--- Quoted text ---
Available Renjin packages can be explored here.

[From Renjin documentation:]

  • Renjin is an interpreter for the R programming language for statistical computing written in Java much like JRuby and Jython are for the Ruby and Python programming languages. The official R project, hereafter referred to as GNU R, is the reference implementation for the R language and Renjin’s current code base is derived from GNU R version 2.14.2.
  • The goal of Renjin is to eventually be compatible with GNU R such that most existing R language programs will run in Renjin without the need to make any changes to the code. Needless to say, Renjin is currently not 100% compatible with GNU R so your mileage may vary.

Example code showing how to use Renjin library


import java.util.*;
import javax.script.*;

public class TryRenjin {

    public void Test () throws Exception {
        
        // create a script engine manager
        ScriptEngineManager manager = new ScriptEngineManager();
        
        // create a Renjin engine:
        ScriptEngine engine = manager.getEngineByName("Renjin");
        
        // check if engine has loaded correctly:
        if (engine == null) {
            throw new RuntimeException ("Renjin Script Engine not found on the classpath.");
        }
        else {
            System.out.println ("Renjin Script Engine initialized!");
        }
        
        // run R script coded manually
        TestLinearRegression (engine);
        
        // run R script from an external .r script file (located in /src/scripts/.)
        TestLinearRegressionFromRFile (engine);
    }

    private void TestLinearRegression (ScriptEngine engine) {
        
        try {
            engine.eval ("df <- data.frame(x=1:10, y=(1:10)+rnorm(n=10))");
            engine.eval ("print (df)");
            
            // NOTE: The ScriptEngine won’t print everything to standard out like the
            // interactive REPL does, so if you want to output something, you’ll need
            // to call the R print() command explicitly.
            engine.eval ("print(lm(y ~ x, df))");
        }
        catch (Exception e) {
            System.out.println (e);
        }
    }
    
    private void TestLinearRegressionFromRFile (ScriptEngine engine) {
        
        try {
            System.out.println ("here " + (new Date ()));
            engine.eval (new java.io.FileReader ("./bin/scripts/scriptLR.r"));
        }
        catch (Exception e) {
            System.out.println (e);
        }
    }
}

 

Comparison of APIs

Anecdotal information on comparison of the different libraries to integrate R with Java is given below

Advertisements

2 thoughts on “Using R to Power Analytics In Java Apps

  1. I am working on an application of integrating Java with R. I have created a jframe & i want to add the graphics generated by using R command to jframe window. Does any body have idea how to exceute r commands in java file , what jar files are needed,example of some code., kindly send me to my email .. I am getting a lot of trouble please reply me…

    1. Bibhuti,
      I used Eclipse IDE to set up Java and R environments and compile my code. rJava worked in my case. You will need to add following JAR files to you project: JRI.jar, JRIEngine.jar, and REngine.jar. Following piece of code shows how to set up rJava and call it from within Java: I found the below example here http://www.rforge.net/DATRAS/files/org/rosuda/JRI/examples/

      public class rtest {
      
      	void RunRTest (String[] args) {
      		// just making sure we have the right version of everything
      		if (!Rengine.versionCheck ()) {
      			System.err.println ("** Version mismatch - Java files don't match library version.");
      			System.exit (1);
      		}
      		System.out.println ("Creating Rengine (with arguments)");
      		// 1) we pass the arguments from the command line
      		// 2) we won't use the main loop at first, we'll start it later
      		// (that's the "false" as second argument)

--- Required work ---
Reproduce the passage of the Renjin page word for word, starting at "public class rtest" and ending at "as second argument)".

--- Data ---

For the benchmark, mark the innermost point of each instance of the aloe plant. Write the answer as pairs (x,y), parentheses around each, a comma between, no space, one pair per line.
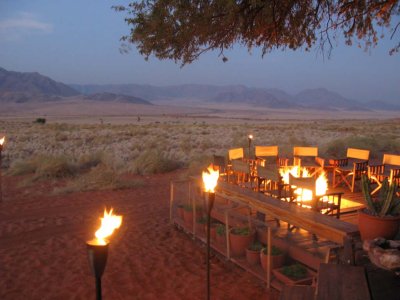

--- Task solution ---
public class rtest {
      
      	void RunRTest (String[] args) {
      		// just making sure we have the right version of everything
      		if (!Rengine.versionCheck ()) {
      			System.err.println ("** Version mismatch - Java files don't match library version.");
      			System.exit (1);
      		}
      		System.out.println ("Creating Rengine (with arguments)");
      		// 1) we pass the arguments from the command line
      		// 2) we won't use the main loop at first, we'll start it later
      		// (that's the "false" as second argument)